Images should not appear in the copy, yet every line of the listing below must be printed exactly.

_ _ _

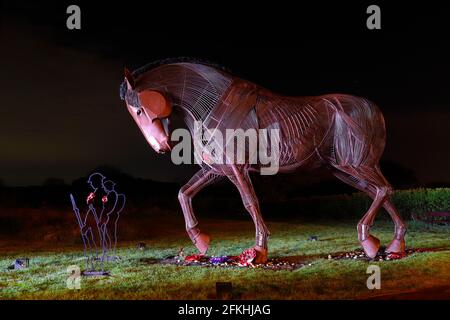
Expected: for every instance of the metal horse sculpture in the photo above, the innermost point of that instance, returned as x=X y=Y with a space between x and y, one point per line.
x=342 y=132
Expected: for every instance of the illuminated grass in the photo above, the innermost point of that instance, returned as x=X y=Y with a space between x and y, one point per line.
x=324 y=279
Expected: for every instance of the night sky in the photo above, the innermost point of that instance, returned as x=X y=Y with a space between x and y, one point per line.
x=61 y=115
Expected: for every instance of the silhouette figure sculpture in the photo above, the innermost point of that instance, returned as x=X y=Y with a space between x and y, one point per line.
x=99 y=225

_ _ _

_REPLY TO THE TASK_
Expected: for every instance of the metal horse sculpture in the photo above, the innermost point of that instance, returned as x=X y=Y with a space between x and y, one point per line.
x=342 y=132
Expected: for every instance of the illuminated grass in the photo above, the innermost point of that instance, returned as x=X y=Y with a space between x and y, one point per line.
x=324 y=279
Expected: for every instance of the night sky in the photo above, the innermost point of that instance, returned as x=X y=Y with a space between x and y, one point per line.
x=61 y=115
Expected: for every instance of the silhouette figure sculpture in the photo above, the innermost point of that instance, returned as x=X y=Y with a space between x and y, one point per line.
x=99 y=225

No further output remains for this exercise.